* [EXERCISE BRIEF] Return all of the entries word for word, but omit the pictures they contain.

Records excerpted from a collection:
....

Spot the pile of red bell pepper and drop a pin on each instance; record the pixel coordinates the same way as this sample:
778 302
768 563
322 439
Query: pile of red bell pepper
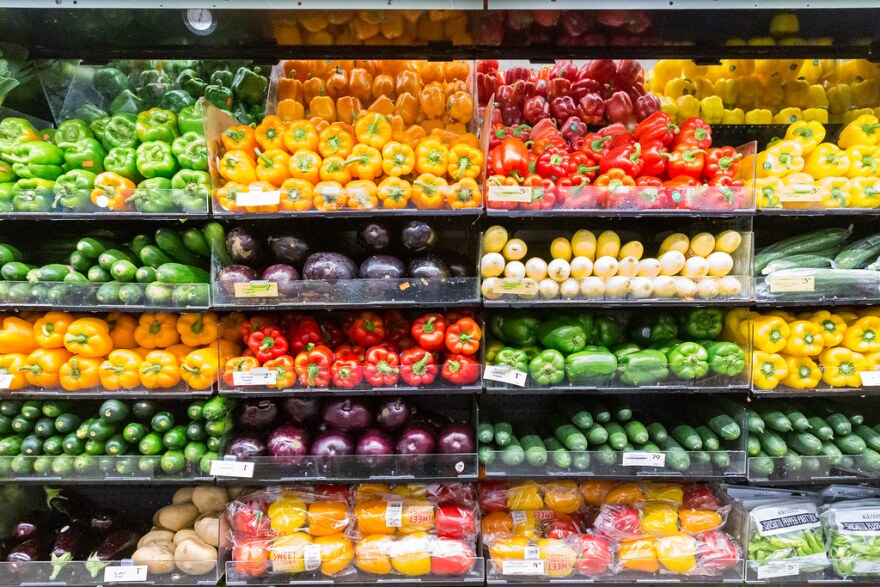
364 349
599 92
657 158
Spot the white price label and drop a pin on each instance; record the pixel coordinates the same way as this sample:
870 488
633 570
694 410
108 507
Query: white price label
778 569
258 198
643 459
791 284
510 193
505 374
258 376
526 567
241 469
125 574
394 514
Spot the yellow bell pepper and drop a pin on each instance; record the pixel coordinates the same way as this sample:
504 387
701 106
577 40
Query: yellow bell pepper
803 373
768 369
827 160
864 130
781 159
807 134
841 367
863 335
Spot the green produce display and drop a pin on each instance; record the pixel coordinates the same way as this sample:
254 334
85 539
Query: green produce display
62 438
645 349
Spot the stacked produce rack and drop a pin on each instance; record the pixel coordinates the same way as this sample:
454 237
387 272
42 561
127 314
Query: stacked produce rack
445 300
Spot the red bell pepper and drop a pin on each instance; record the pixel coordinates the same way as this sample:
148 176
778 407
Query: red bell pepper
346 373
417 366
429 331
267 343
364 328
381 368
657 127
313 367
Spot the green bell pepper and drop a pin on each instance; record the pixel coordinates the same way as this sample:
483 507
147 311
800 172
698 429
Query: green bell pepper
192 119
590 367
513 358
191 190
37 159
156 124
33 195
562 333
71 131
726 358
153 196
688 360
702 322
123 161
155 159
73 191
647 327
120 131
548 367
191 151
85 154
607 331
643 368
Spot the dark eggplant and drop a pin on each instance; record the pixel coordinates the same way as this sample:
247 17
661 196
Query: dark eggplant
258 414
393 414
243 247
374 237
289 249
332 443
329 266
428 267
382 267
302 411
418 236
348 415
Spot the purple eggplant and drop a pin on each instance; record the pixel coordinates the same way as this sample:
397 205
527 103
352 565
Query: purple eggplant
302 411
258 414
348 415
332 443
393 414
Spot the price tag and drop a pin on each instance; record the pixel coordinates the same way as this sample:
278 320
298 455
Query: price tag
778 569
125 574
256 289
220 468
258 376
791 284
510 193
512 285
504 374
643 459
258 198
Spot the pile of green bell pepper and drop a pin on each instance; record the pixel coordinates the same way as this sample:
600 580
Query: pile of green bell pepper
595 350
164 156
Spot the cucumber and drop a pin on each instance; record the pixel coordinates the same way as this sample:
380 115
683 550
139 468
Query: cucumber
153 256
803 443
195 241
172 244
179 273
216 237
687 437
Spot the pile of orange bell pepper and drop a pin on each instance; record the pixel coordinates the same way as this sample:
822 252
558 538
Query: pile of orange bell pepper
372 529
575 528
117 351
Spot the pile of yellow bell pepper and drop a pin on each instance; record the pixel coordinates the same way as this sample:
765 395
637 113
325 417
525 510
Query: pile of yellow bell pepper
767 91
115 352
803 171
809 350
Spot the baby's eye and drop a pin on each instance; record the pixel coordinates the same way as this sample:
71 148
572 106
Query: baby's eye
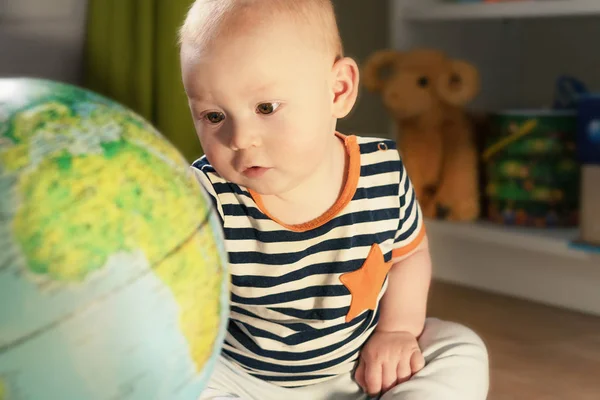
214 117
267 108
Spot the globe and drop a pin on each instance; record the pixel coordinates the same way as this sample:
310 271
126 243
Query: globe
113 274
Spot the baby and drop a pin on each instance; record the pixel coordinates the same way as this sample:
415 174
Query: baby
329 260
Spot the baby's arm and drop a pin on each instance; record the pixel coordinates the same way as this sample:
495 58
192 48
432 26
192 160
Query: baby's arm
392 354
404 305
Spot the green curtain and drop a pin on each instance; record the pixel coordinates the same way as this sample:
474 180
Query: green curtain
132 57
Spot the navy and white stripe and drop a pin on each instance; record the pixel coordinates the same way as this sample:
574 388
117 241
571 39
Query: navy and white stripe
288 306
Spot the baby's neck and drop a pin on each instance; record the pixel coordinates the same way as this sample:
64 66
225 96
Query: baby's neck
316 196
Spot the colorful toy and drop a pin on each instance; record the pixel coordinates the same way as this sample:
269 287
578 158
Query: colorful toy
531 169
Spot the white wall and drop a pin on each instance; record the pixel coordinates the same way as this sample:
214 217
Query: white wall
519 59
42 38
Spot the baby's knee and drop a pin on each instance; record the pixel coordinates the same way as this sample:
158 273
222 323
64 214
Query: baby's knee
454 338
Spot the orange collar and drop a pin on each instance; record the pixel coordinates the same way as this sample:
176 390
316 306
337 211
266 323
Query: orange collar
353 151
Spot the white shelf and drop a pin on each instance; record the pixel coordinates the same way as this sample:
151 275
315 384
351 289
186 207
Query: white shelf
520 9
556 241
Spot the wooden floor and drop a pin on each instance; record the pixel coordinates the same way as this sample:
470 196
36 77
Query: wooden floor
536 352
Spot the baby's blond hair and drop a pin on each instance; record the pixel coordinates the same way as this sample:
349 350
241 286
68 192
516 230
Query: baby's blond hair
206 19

....

* [ANSWER TO THIS EXERCISE]
Spot the pile of red bell pepper and drop a pin on each instance; record the pixel coordinates the same way as this sample:
778 302
768 563
322 439
Query: pile of red bell pepper
364 349
599 92
657 158
Spot the white price label and drop a pin on each instance; record the pixel coordinates the same way as this sample:
870 488
633 570
694 410
108 507
Query: white price label
778 569
258 198
643 459
791 284
510 193
505 374
258 376
526 567
241 469
125 574
394 514
Spot the yellow bell pepper and drop a pin on each instance; record the pixel coordinates the same way as this sample:
504 387
701 106
577 40
Query: yellow bell pepper
803 373
768 369
827 160
864 130
781 159
807 134
841 367
863 335
Spot the green produce display and drop a pin on each instance; record the pixel coordinates the same way as this sample:
254 334
85 539
Query: green produce display
62 438
645 349
Spot the stacked produce rack and drop a pin on each instance; record the pixel coordinates the same way as this sample:
454 237
387 272
42 561
127 314
Query: stacked produce rack
445 300
Spot the red bell pepper and drop a pin on each instance; record the pixel coordinates the same way as this sample:
148 176
778 407
Query: red bell pepper
346 373
417 366
429 331
267 343
364 328
381 368
657 127
313 367
Spot the green bell pepper and drop a pin on each instance; record the pixel coordinates the same way as this sample:
483 507
147 311
800 172
698 429
Query: green bell pepper
192 119
590 367
513 358
191 190
37 159
156 124
33 195
562 333
71 131
726 358
153 196
688 360
702 322
123 161
155 159
73 191
647 327
120 131
548 367
191 151
85 154
607 331
643 368
Spot the dark eggplant and drop a pin on each instance; record the pixel coordinates the same way as this sample:
247 17
661 196
Query: dark eggplant
258 414
393 414
243 247
374 237
289 249
332 443
329 266
428 267
382 267
302 411
418 236
348 415
Spot the purple eggplant and drop a pin on each instance; record the pixel coordinates the same way as this sample:
397 205
527 103
352 565
Query: purple eggplant
302 411
258 414
348 415
332 443
393 414
Spot the price tag and drop a pin on each instance; record the pixel coordinates the same way as this sample:
278 320
298 455
Query: price tag
778 569
125 574
256 289
220 468
258 376
791 284
510 193
512 285
504 374
643 459
258 198
Spot the pile of green bell pepper and drop a pin on each instance; record the pixel coordinates the same way as this sample:
600 580
Query: pile of green bell pepper
595 350
164 156
Spot the cucumber and drop a pin on each instance; record the pixel coordinates the same way as this sample:
380 115
683 550
139 468
Query: cucumber
153 256
803 443
195 241
172 244
179 273
216 237
687 437
Spot the pile of orange bell pepper and drop a pin on each instance; record the pixel coordinates the same way as this sample:
822 252
558 538
Query: pile of orange bell pepper
372 529
575 528
117 351
Spot the pile of yellow bell pepper and drop a pin on each instance; record the pixel coordinates the same way as this sample:
765 395
637 113
325 417
525 510
Query: pile of yellow bell pepper
767 91
115 352
803 171
809 350
Spot the baby's eye and drop a pin on each instance; record the pixel coordinates the same way as this sample:
71 148
572 106
Query: baby's eye
214 117
267 108
Spot the globe and drop a pin on each instance; record the pixel coordinates the same way as this sample:
310 271
126 243
Query: globe
113 274
Spot the baby and drop a pin on each instance; record the pixel coordinates the same way as this sample:
415 174
Query: baby
329 260
Spot the baby's arm and drop a pin on each instance; record the pixel coordinates the same way as this sample:
495 58
192 48
432 26
192 160
Query: baby's arm
392 354
404 305
Spot the green curtain and drop a pin on each instance; record the pixel coordinates the same way as this sample:
474 180
Query: green curtain
132 57
Spot the navy and white stripe and drop a pin on each instance; record the pixel coordinates the same way as this sample:
574 388
117 241
571 39
Query: navy and white stripe
288 306
Spot the baby's neck and drop a pin on each instance; record the pixel coordinates the same way as this sample:
64 66
225 96
Query: baby's neck
316 196
Spot the colorful toy and drop a pin on each instance; record the pixel coordinates the same way as this sample:
269 287
578 158
Query: colorful toy
531 169
Spot the white wall and drop a pin on each instance; record the pixel coordinates the same way as this sample:
214 217
Query: white wall
519 59
42 38
Spot the baby's knee and drop a pin on each instance; record the pixel coordinates the same way as this sample:
158 273
222 323
64 214
Query: baby's knee
454 338
Spot the orange collar and drop a pin on each instance; record the pixel coordinates the same way as this sample:
176 390
316 306
337 211
266 323
Query: orange collar
353 151
Spot the white shelf and drop a pin on each instance; record the pixel coordinates the same way as this sample:
151 275
315 384
351 289
186 207
Query: white shelf
520 9
556 241
Spot the wooden floor and drop a pin on each instance; record the pixel coordinates the same way as this sample:
470 196
36 77
Query: wooden floor
536 352
Spot the baby's blond hair and drop a pin on each instance; record the pixel coordinates the same way as this sample:
349 350
241 286
68 192
516 230
Query: baby's blond hair
206 19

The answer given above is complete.